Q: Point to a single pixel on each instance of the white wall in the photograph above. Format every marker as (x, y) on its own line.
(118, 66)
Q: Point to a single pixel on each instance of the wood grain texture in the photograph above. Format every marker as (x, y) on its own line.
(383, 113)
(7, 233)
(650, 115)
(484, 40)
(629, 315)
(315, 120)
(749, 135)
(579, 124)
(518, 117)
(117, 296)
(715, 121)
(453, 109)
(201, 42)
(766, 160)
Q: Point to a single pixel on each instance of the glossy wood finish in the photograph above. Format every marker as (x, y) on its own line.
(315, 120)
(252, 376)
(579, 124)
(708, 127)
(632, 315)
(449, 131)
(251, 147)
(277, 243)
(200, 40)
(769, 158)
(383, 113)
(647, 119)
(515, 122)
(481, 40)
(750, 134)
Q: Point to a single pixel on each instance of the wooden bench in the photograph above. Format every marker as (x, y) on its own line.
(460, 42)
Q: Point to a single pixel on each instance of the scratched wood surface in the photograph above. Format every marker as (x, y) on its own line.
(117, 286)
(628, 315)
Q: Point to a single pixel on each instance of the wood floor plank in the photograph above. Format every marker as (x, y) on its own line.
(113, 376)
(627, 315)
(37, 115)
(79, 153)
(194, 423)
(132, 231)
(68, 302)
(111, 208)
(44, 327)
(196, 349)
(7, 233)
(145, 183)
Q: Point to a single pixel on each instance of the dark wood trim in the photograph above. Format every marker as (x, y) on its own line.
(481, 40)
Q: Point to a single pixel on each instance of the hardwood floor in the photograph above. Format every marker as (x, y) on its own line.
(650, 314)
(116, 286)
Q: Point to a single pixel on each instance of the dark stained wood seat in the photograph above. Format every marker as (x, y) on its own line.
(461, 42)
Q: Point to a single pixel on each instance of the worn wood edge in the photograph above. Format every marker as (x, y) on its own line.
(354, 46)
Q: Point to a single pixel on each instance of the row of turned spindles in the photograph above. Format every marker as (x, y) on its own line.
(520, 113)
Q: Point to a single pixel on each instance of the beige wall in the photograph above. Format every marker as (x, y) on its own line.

Your objective
Can you rewrite the records from the line with "row of turned" through the end of the records, renaming "single" to "specific" and leaving everything else unchanged?

Correct response
Q: Point to a specific pixel on each instance of the row of turned spindles in the photograph above. Format every marker as (x, y) on its own line.
(520, 113)
Q: Point to a specific pixel on each instance of the beige wall in the photograph above. Format every marker as (x, y) on its own line.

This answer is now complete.